_Task instructions_
Reproduce the text below about Kirstenbosch Botanic Gardens word for word, in full.

_Study text_
If you’re staying in a B&B in Cape Town and wondering what attractions to explore, then make sure that the beautiful Kirstenbosch Botanic Gardens feature on your busy schedule. The botanic gardens are world renowned for their beauty and are the perfect place for a picnic in the summer sunshine.
Extending up the eastern slopes of Table Mountain, the expansive gardens start as exquisitely manicured lawns, adorned with diverse vegetation and later extend into an untamed wilderness, with fragrant fynbos decorating the steep banks of the mountain. The gardens were established in 1913 with the intent of showcasing Southern Africa’s rich floral kingdom and today, they remain dedicated to indigenous flora.
The garden itself spans 36 hectares, but is part of a larger 528 hectare estate that encompasses the mountainside, bordering the Table Mountain National Park. The area has been declared a UNESCO World Heritage Site, making is the first botanic garden in the world to be incorporated into a natural World Heritage Site.

_Information shown_
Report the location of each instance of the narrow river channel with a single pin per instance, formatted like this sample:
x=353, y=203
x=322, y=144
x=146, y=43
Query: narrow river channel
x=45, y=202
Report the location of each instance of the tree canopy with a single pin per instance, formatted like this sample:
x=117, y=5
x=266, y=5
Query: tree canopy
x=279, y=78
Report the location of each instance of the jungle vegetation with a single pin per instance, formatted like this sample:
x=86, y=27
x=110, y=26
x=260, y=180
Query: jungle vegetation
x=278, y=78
---
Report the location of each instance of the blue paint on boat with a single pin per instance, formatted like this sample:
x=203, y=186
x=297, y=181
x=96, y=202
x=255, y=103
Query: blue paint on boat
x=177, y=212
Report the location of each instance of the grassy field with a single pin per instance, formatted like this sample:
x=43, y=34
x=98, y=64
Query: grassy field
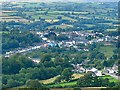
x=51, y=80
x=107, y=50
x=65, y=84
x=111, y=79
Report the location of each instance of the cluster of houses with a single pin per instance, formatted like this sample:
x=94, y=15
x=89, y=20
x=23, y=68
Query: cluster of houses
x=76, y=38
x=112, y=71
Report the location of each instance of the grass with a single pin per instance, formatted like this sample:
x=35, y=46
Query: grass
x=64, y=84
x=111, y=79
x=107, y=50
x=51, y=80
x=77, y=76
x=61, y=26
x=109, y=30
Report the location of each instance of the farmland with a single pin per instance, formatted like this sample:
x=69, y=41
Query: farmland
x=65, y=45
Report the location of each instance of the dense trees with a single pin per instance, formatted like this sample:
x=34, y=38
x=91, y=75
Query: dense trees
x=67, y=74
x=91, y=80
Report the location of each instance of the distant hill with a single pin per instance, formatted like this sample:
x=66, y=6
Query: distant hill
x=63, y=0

_Completed task_
If you’re staying in a B&B in Cape Town and wondering what attractions to explore, then make sure that the beautiful Kirstenbosch Botanic Gardens feature on your busy schedule. The botanic gardens are world renowned for their beauty and are the perfect place for a picnic in the summer sunshine.
Extending up the eastern slopes of Table Mountain, the expansive gardens start as exquisitely manicured lawns, adorned with diverse vegetation and later extend into an untamed wilderness, with fragrant fynbos decorating the steep banks of the mountain. The gardens were established in 1913 with the intent of showcasing Southern Africa’s rich floral kingdom and today, they remain dedicated to indigenous flora.
The garden itself spans 36 hectares, but is part of a larger 528 hectare estate that encompasses the mountainside, bordering the Table Mountain National Park. The area has been declared a UNESCO World Heritage Site, making is the first botanic garden in the world to be incorporated into a natural World Heritage Site.